EXERCISE DESCRIPTION >>
Pull out every line in the items below that contains the word "metal", and copy each one in full.
-- start of PROVIDED RECORDS --
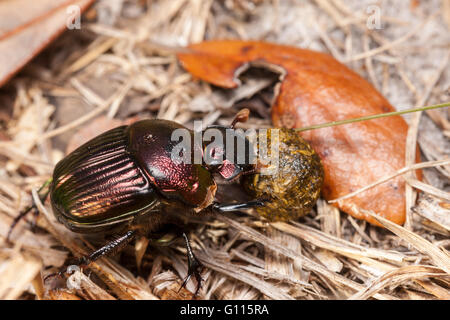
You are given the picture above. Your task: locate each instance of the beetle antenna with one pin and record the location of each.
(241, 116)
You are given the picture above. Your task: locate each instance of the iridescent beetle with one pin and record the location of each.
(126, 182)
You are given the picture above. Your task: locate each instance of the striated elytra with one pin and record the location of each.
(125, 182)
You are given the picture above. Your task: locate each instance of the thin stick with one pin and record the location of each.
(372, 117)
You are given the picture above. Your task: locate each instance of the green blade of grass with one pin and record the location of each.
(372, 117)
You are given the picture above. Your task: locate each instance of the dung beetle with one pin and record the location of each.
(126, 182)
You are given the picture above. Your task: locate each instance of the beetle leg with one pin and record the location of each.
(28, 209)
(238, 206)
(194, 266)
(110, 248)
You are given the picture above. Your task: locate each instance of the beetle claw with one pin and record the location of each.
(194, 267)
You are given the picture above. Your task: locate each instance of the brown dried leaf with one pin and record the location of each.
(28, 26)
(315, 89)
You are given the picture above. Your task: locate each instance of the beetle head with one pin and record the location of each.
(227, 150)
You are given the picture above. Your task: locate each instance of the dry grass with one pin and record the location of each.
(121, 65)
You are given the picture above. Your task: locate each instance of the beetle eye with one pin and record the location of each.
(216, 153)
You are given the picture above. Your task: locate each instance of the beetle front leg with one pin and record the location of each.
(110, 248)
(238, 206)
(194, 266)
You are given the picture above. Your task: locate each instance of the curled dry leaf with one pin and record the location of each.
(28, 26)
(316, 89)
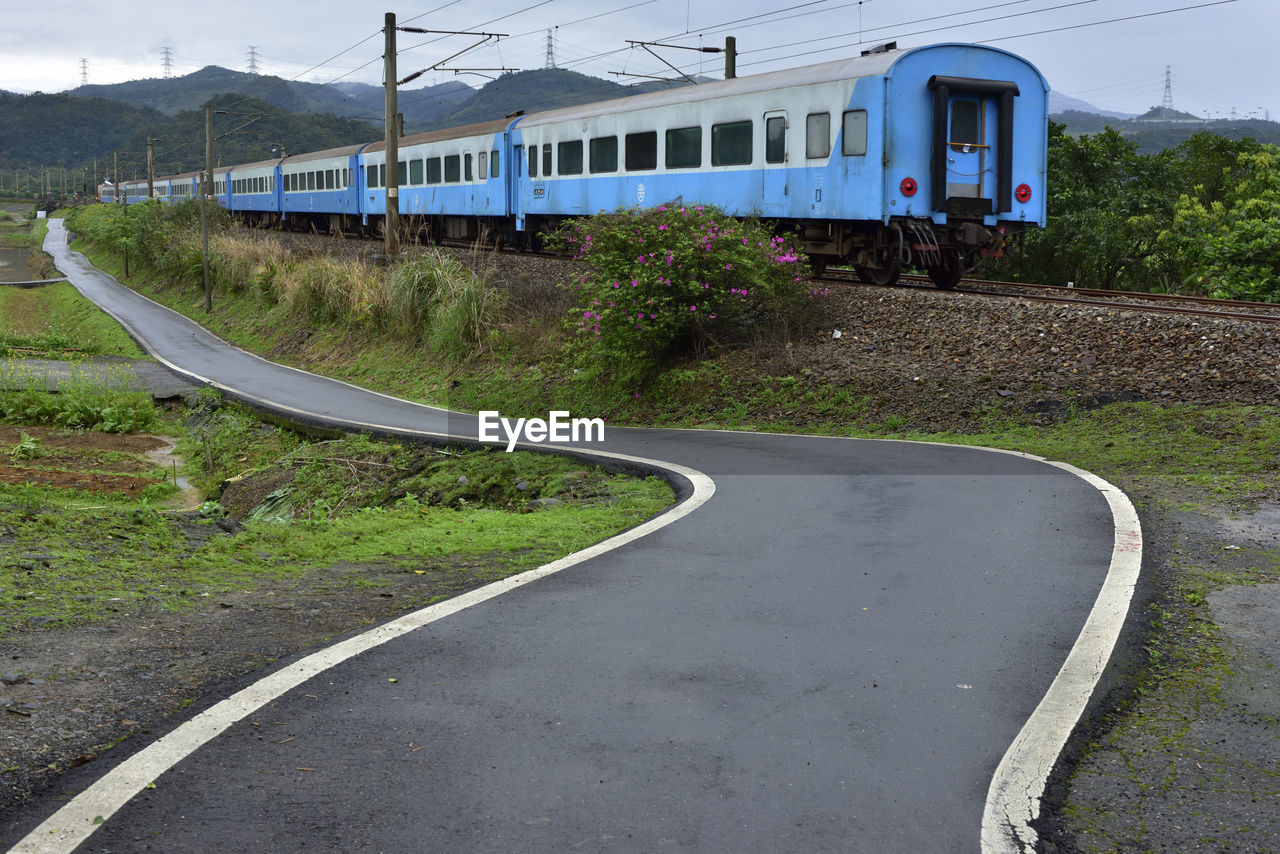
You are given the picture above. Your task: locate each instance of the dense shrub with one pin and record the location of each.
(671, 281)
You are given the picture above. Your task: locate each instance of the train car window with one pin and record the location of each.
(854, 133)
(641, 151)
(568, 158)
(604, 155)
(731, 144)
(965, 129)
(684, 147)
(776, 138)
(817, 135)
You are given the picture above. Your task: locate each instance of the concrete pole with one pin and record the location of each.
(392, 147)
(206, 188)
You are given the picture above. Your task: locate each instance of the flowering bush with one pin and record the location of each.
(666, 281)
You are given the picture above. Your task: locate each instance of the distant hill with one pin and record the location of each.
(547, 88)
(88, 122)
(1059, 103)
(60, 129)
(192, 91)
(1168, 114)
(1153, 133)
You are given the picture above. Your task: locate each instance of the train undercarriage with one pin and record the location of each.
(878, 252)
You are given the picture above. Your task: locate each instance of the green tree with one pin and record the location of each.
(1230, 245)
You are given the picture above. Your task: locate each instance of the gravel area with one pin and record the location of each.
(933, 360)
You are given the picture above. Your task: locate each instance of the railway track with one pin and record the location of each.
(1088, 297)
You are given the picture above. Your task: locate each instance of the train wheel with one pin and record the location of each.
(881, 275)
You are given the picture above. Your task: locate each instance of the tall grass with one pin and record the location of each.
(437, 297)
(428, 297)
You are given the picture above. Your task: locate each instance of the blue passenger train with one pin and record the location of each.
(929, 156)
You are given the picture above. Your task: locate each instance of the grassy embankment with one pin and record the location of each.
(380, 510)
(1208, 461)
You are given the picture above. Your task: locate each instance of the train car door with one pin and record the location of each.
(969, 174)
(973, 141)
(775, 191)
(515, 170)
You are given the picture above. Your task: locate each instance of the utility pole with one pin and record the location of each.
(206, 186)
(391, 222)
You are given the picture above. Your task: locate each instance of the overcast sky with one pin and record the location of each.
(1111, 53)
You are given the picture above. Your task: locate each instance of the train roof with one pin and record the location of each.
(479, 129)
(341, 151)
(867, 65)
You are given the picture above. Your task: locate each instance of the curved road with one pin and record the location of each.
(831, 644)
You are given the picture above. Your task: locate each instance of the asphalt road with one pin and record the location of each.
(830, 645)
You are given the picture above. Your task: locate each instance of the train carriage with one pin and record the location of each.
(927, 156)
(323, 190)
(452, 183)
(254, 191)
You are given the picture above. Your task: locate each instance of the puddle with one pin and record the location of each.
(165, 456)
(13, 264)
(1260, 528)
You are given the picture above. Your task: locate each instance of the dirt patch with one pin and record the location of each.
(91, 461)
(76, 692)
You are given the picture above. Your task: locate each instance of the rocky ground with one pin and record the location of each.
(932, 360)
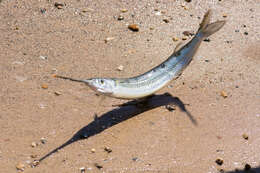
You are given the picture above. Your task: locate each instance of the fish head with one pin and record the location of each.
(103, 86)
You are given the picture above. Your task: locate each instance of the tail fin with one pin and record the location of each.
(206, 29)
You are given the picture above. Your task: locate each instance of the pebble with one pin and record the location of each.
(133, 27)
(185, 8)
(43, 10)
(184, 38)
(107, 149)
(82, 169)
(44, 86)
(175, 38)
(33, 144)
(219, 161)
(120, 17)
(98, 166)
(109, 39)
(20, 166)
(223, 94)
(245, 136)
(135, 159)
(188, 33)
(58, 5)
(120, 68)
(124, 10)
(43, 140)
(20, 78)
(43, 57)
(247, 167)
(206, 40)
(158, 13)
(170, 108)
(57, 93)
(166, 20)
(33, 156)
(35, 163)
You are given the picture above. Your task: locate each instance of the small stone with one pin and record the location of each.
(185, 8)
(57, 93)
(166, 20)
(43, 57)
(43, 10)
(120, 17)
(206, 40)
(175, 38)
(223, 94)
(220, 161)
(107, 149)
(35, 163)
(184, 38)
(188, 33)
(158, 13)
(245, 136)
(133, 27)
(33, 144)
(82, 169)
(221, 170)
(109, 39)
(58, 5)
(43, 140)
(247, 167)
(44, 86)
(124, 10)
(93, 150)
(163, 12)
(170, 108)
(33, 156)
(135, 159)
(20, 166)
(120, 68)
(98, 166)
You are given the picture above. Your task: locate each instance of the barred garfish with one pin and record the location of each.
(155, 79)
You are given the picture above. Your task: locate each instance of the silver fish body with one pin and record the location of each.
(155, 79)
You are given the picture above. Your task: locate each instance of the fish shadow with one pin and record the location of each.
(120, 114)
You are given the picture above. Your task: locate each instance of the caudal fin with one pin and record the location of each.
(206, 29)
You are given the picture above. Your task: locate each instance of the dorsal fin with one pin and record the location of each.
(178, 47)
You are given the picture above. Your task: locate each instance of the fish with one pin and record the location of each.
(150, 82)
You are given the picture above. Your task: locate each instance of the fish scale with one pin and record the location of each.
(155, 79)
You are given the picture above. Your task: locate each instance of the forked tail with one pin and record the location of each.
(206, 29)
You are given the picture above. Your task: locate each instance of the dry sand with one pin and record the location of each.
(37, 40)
-- end of PROVIDED RECORDS --
-- start of PROVIDED RECORDS --
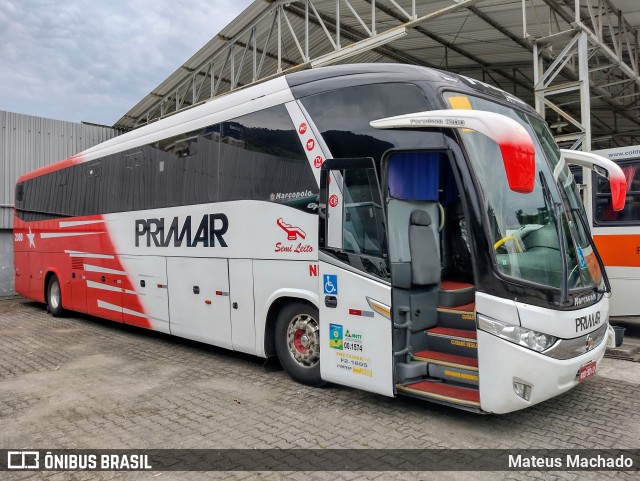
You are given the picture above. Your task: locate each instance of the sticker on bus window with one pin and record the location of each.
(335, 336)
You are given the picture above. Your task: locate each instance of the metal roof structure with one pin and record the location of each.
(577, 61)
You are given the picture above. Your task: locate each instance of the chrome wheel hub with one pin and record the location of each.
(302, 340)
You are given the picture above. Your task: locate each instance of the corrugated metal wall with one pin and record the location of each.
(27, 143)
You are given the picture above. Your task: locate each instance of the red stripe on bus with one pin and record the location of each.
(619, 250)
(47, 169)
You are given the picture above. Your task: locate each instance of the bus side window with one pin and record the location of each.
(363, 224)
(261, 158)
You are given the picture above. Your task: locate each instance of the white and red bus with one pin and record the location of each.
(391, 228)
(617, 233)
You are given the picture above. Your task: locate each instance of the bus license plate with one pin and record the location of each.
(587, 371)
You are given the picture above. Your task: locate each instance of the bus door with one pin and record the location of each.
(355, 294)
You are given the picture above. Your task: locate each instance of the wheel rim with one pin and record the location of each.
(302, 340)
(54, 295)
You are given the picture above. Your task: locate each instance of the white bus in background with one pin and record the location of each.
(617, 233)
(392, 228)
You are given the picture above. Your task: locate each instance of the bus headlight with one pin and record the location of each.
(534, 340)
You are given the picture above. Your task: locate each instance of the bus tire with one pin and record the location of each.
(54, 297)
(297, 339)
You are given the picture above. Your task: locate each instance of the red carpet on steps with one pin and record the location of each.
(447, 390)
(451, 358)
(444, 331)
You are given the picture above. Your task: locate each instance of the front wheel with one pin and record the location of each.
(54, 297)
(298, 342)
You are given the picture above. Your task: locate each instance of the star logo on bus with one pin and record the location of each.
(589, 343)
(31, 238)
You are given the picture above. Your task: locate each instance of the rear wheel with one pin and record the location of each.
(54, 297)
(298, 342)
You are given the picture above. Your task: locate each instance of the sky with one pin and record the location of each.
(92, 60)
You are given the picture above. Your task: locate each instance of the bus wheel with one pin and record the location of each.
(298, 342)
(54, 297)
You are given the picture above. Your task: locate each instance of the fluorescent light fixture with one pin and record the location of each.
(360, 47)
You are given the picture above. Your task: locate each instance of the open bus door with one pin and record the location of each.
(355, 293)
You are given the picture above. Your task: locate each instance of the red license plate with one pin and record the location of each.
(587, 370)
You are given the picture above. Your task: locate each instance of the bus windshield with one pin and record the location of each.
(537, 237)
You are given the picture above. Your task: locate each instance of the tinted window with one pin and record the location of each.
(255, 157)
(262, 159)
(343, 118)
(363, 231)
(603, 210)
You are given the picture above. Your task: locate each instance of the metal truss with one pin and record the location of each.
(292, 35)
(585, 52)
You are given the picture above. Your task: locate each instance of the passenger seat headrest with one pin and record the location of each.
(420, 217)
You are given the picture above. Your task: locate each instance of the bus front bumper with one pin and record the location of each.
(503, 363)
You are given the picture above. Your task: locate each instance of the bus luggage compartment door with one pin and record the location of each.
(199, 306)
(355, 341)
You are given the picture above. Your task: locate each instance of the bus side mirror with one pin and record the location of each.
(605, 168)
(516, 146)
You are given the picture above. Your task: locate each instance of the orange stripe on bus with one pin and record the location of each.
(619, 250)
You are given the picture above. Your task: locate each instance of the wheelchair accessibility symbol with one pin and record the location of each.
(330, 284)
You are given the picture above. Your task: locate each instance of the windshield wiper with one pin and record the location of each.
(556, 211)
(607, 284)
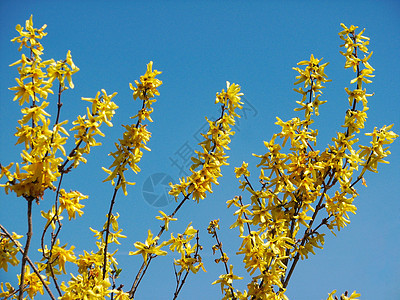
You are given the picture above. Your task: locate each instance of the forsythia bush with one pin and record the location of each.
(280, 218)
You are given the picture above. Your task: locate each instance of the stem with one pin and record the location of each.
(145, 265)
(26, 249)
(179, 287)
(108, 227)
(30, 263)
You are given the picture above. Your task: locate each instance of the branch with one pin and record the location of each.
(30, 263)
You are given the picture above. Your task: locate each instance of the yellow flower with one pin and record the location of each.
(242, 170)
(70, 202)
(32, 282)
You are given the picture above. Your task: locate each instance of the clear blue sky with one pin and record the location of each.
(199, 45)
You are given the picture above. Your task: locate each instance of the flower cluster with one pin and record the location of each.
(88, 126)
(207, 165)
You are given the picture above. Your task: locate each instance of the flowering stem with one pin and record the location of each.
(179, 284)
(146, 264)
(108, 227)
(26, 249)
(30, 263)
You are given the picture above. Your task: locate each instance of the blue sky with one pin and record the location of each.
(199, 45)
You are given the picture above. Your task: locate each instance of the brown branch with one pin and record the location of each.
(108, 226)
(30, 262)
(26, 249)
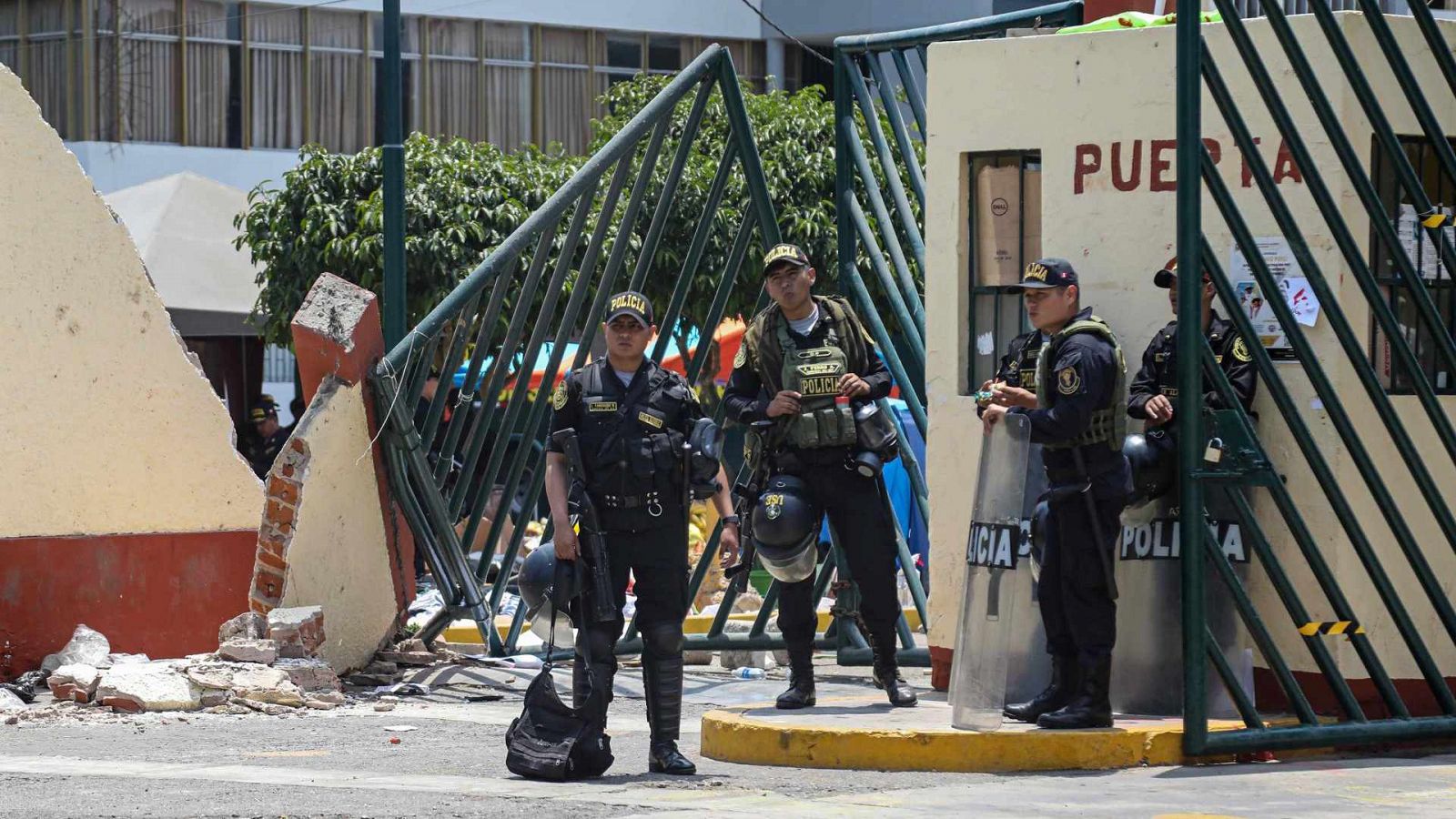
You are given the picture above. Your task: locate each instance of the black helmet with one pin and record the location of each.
-- end of PROVIDED RECORDS --
-- start of PROVIDED RECORDS --
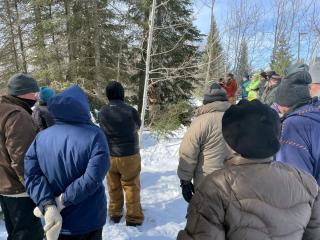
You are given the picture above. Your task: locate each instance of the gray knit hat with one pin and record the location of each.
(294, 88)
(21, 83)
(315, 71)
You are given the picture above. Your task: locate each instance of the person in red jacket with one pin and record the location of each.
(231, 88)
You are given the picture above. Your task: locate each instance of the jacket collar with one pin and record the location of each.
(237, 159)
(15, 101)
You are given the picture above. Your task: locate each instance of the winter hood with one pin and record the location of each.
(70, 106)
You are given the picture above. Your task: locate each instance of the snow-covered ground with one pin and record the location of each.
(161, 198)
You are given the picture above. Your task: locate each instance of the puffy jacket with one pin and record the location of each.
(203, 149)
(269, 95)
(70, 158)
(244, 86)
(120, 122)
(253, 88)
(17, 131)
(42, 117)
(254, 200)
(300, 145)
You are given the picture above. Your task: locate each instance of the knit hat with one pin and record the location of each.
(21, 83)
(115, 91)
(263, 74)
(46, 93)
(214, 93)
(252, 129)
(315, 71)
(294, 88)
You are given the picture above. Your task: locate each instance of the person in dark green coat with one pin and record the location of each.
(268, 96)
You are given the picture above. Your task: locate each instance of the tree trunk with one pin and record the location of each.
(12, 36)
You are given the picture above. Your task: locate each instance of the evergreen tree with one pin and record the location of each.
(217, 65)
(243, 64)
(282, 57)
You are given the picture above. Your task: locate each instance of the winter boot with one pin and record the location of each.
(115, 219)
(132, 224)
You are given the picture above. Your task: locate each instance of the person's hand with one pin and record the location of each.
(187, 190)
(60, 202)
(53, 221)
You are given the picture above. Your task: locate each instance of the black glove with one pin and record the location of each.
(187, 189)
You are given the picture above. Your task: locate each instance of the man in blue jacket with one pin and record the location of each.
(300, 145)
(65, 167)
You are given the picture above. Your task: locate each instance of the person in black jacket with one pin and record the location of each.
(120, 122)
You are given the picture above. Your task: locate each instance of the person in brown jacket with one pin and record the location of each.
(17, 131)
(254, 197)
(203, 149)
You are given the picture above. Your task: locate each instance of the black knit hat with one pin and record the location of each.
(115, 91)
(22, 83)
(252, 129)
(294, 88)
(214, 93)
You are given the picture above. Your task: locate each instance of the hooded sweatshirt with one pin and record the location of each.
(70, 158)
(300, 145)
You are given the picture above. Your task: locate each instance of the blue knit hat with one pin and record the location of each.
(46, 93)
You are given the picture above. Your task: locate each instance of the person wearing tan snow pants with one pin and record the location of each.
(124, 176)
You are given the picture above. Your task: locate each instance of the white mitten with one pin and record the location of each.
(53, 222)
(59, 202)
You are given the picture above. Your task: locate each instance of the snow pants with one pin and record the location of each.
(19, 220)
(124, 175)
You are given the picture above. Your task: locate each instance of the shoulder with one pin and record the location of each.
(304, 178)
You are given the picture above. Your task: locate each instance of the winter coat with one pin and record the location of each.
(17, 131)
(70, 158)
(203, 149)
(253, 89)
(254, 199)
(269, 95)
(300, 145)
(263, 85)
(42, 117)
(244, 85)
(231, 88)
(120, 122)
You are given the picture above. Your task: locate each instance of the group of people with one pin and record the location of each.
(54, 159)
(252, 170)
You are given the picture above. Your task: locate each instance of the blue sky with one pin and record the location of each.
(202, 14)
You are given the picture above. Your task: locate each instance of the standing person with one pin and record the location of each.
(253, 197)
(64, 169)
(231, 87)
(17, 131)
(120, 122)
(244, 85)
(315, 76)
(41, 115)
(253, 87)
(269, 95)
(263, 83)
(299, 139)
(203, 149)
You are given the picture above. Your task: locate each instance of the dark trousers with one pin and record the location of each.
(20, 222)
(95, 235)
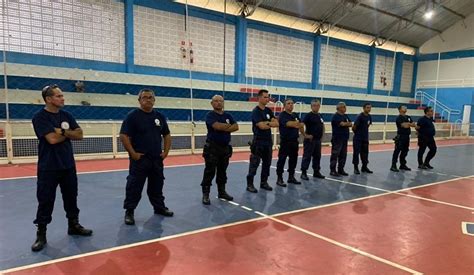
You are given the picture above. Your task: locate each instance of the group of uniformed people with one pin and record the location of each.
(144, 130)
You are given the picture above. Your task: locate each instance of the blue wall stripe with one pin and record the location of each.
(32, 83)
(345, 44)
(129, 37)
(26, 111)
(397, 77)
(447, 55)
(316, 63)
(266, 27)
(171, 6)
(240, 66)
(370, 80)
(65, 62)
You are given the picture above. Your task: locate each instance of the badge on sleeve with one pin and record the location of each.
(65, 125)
-- end of PROVIDED RECORDS --
RESULT >>
You are given the picture above. Your task: locate each instance of the metal roof structure with one pin and record the location of each.
You are given the picture above. Your task: locate each instance of the corrugated metal wall with one pin and record the location of each.
You are given the picture above. Your task: locate each instance of the metal truss with one pin and record the location of each.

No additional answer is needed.